* Prompt
Everything in the records except the pictures should come back exactly as written.

Segment Start: Data section

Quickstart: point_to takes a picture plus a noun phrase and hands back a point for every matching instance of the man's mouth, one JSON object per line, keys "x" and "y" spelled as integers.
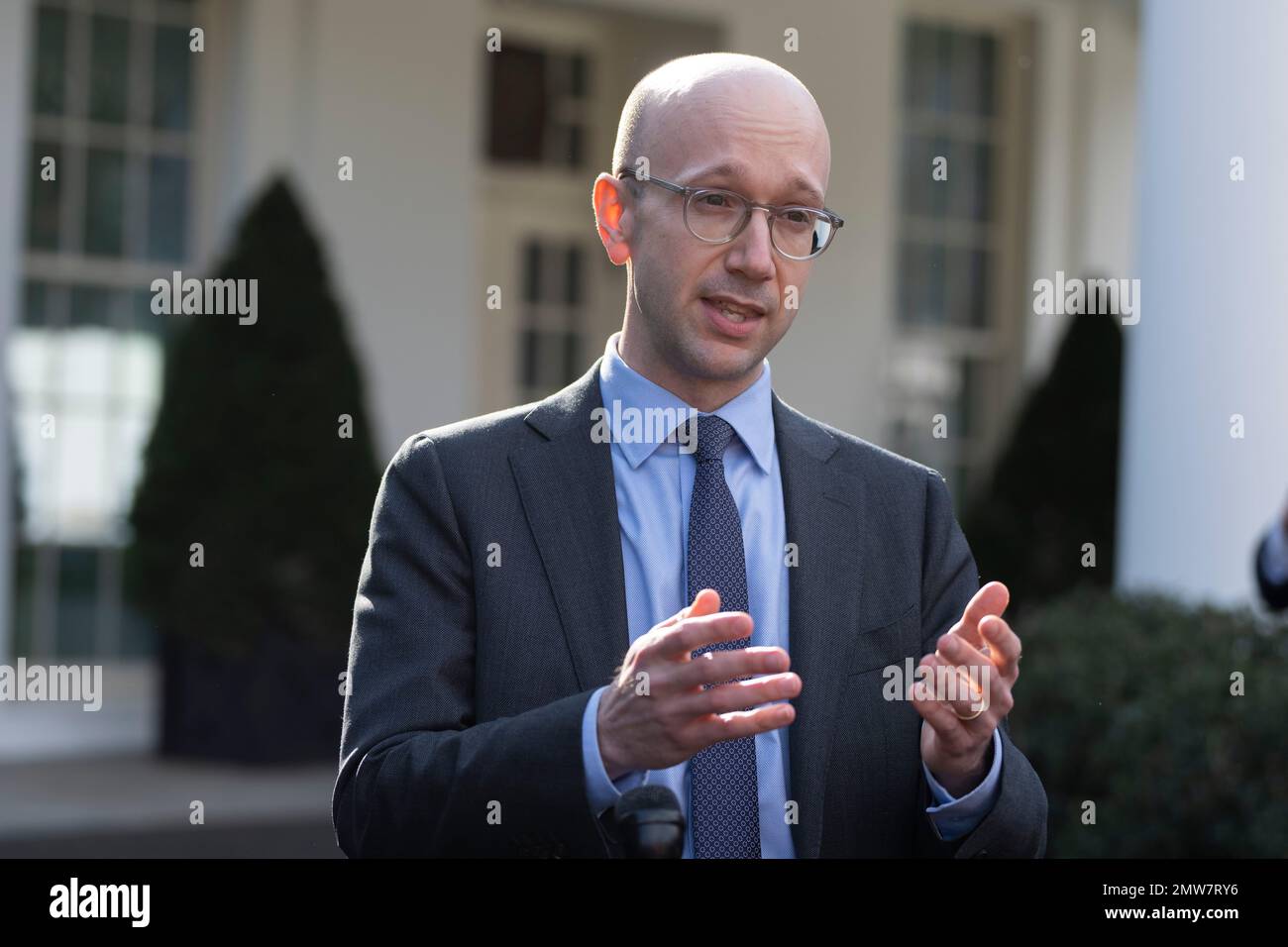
{"x": 732, "y": 318}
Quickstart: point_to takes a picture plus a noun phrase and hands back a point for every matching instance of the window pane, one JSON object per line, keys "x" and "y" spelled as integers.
{"x": 516, "y": 105}
{"x": 147, "y": 321}
{"x": 91, "y": 305}
{"x": 104, "y": 193}
{"x": 171, "y": 84}
{"x": 86, "y": 368}
{"x": 30, "y": 354}
{"x": 51, "y": 82}
{"x": 138, "y": 368}
{"x": 108, "y": 86}
{"x": 25, "y": 599}
{"x": 85, "y": 501}
{"x": 77, "y": 600}
{"x": 44, "y": 197}
{"x": 167, "y": 209}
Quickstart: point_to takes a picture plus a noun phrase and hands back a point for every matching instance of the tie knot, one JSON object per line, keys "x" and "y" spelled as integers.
{"x": 713, "y": 436}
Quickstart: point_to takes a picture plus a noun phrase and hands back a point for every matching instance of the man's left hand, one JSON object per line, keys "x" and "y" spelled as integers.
{"x": 954, "y": 750}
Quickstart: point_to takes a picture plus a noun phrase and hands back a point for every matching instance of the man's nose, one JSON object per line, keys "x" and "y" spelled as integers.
{"x": 754, "y": 250}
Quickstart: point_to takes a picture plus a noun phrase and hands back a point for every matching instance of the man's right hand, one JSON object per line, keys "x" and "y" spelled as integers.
{"x": 675, "y": 715}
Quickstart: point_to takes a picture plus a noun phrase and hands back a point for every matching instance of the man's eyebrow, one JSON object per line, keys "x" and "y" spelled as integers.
{"x": 730, "y": 169}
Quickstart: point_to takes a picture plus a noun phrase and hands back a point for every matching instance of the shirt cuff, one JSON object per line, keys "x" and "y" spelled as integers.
{"x": 956, "y": 817}
{"x": 600, "y": 791}
{"x": 1274, "y": 556}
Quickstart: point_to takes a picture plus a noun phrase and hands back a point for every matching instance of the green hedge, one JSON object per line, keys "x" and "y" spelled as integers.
{"x": 1126, "y": 702}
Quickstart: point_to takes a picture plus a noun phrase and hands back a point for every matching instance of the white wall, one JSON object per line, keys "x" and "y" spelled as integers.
{"x": 16, "y": 31}
{"x": 395, "y": 89}
{"x": 1212, "y": 339}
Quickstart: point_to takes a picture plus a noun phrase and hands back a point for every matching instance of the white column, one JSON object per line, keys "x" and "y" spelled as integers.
{"x": 1212, "y": 339}
{"x": 16, "y": 42}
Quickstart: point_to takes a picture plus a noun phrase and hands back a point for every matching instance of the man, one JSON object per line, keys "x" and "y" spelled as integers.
{"x": 1271, "y": 565}
{"x": 559, "y": 603}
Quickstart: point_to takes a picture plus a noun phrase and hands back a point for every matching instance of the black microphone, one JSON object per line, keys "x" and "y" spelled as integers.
{"x": 649, "y": 822}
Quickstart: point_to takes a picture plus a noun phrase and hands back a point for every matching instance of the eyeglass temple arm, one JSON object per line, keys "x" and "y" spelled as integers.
{"x": 840, "y": 221}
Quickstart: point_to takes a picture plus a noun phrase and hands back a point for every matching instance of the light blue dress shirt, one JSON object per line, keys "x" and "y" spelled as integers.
{"x": 655, "y": 482}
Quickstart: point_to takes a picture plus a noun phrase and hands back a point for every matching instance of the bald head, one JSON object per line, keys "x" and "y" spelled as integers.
{"x": 682, "y": 107}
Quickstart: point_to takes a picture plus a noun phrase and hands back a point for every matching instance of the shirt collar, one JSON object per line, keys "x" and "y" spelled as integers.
{"x": 751, "y": 414}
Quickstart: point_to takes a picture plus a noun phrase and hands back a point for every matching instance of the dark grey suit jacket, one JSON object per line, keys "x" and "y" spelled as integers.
{"x": 468, "y": 681}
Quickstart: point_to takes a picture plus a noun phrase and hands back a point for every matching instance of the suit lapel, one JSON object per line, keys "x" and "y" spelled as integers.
{"x": 820, "y": 506}
{"x": 566, "y": 482}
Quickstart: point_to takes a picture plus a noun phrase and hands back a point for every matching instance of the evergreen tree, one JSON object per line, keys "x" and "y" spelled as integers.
{"x": 248, "y": 458}
{"x": 1055, "y": 484}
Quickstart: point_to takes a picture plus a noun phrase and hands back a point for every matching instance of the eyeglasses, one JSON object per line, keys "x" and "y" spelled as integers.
{"x": 716, "y": 215}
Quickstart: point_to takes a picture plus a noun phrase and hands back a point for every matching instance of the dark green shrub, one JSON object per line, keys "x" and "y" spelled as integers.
{"x": 246, "y": 458}
{"x": 1055, "y": 483}
{"x": 1126, "y": 702}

Segment End: Data section

* Task solution
Quickstart: point_to takes a picture plus a noun phrase and hands back a point for every matching instance of the man's mouth, one JSON object per line, keys "x" and "y" spelled as integers.
{"x": 732, "y": 318}
Quickstart: point_to takes a picture plus a noun phrase and hands back a point for every matching instance of the window pane, one JSON object per line, keys "x" and "y" spelled as integers.
{"x": 516, "y": 105}
{"x": 147, "y": 321}
{"x": 91, "y": 305}
{"x": 104, "y": 193}
{"x": 171, "y": 84}
{"x": 86, "y": 368}
{"x": 30, "y": 354}
{"x": 51, "y": 82}
{"x": 138, "y": 368}
{"x": 108, "y": 86}
{"x": 25, "y": 599}
{"x": 85, "y": 501}
{"x": 77, "y": 600}
{"x": 44, "y": 197}
{"x": 167, "y": 209}
Quickstart: point_to takes a picture plus a noun phrase and hands back a point for every matching instance of the tie knot, one JSON object per line, keys "x" and "y" spelled as integers.
{"x": 713, "y": 436}
Quickstart: point_to takes a picture plus a noun phrase and hands back a point for every matching instance of the man's left hand, one JSON object per line, keys "x" and "y" spelled as integers.
{"x": 954, "y": 750}
Quickstart: point_to takes a picture plus a noun phrase and hands back a point for every matching instance of the man's nose, one JSON object per line, keys "x" and "y" spelled as integers.
{"x": 754, "y": 250}
Quickstart: point_to takes a picture plus a noun phrase and hands back a point for every matching instance of the man's right hand, one JSON object per line, keys "x" and "y" spelled as integers.
{"x": 675, "y": 715}
Quickstart: point_to takes a picture plus a noun phrase and hands back a point for every matching instance of the man's eyebrow, one JSON object per line, keys "x" and "y" spelled as integers.
{"x": 730, "y": 169}
Quickstart: point_to takes a picture plus a noun phrase and hands back a point for every matching instance of the shirt cuff, one JSON object per line, keys "x" and "y" spelled as integers.
{"x": 956, "y": 817}
{"x": 600, "y": 791}
{"x": 1274, "y": 556}
Quickstart: point_to takes a picture plus a noun phrase and hands back a point for every matching instance of the green hedge, one JSON object per line, keys "x" and "y" spelled as integers.
{"x": 1126, "y": 702}
Quickstart: point_to takes a picture plus a noun phrase and hands back a point for every matching instance of the white wall, one JSON object per line, keys "x" and "y" spelled as integers.
{"x": 16, "y": 31}
{"x": 395, "y": 89}
{"x": 1212, "y": 339}
Quickstart: point_to takes a picture plus a noun phrase and hands back a point for every matching instance of the white column, one JSON object per line, keys "x" and "y" spelled as integers.
{"x": 1212, "y": 339}
{"x": 16, "y": 42}
Quickstart: point_to takes a picture plus a noun phrase and hands back a point for every matching instance of the man, one JSON object per line, keys "x" and "y" spelled as integers.
{"x": 1271, "y": 565}
{"x": 559, "y": 603}
Quickstart: point_to takes a picture plus a noun phrase and hands back a point for every matching instance of the black microphone, one JSON object per line, keys "x" and "y" spelled as integers.
{"x": 649, "y": 822}
Quickstart: point_to takes a picture plus a noun phrase and hands back a point for every matching instance of the eyeglass temple arm, one JSON object per line, keys "x" and "y" spelled as integers.
{"x": 840, "y": 221}
Quickstart: point_to takes a picture plus a noun phrase and hands back a point for every matching instance of the light blue dress shirt, one JSON object per line, keys "x" and "y" spelled as integers.
{"x": 655, "y": 482}
Quickstart: point_to takes a picture plus a noun phrase and hands back a point for every matching instance of the bald head, one JSON object per line, keys "x" and "y" spelled as integers.
{"x": 682, "y": 107}
Quickstart: point_to takes a picture plus a noun phrase and hands back a point for every matching instance of the shirt collar, one JSON object per line, keys "x" and "y" spelled as integers.
{"x": 751, "y": 414}
Quickstart: point_to takes a picture plus a noun phrase and hands back a point for every matching instance of the dark grey suit jacket, one JSON object per line, keys "x" and "y" spelled as integers.
{"x": 468, "y": 681}
Quickstart: point_to takes a picture plus a noun phrase and hands back a point for every matching instance of the suit lapel, one JSON object per line, keys "x" and "y" spelled as integers.
{"x": 820, "y": 506}
{"x": 566, "y": 482}
Quickstart: point_to takes a picture plus a noun phrase and hands back a point for every matching instance of the evergreen tree, one JSON object per line, keys "x" and "y" spelled as integers.
{"x": 248, "y": 458}
{"x": 1055, "y": 484}
Quickstart: point_to takes a picture plus a noun phrase and hands back a point for every matching instance of the eyeglasses, one JSON object per line, keys "x" and "y" spelled as integers.
{"x": 716, "y": 215}
Quickstart: point_to takes a picture plus a noun phrase and hands back a point for every matching instance of the dark green shrub, one JSON object per line, keys "x" and "y" spelled as integers.
{"x": 246, "y": 458}
{"x": 1055, "y": 483}
{"x": 1126, "y": 702}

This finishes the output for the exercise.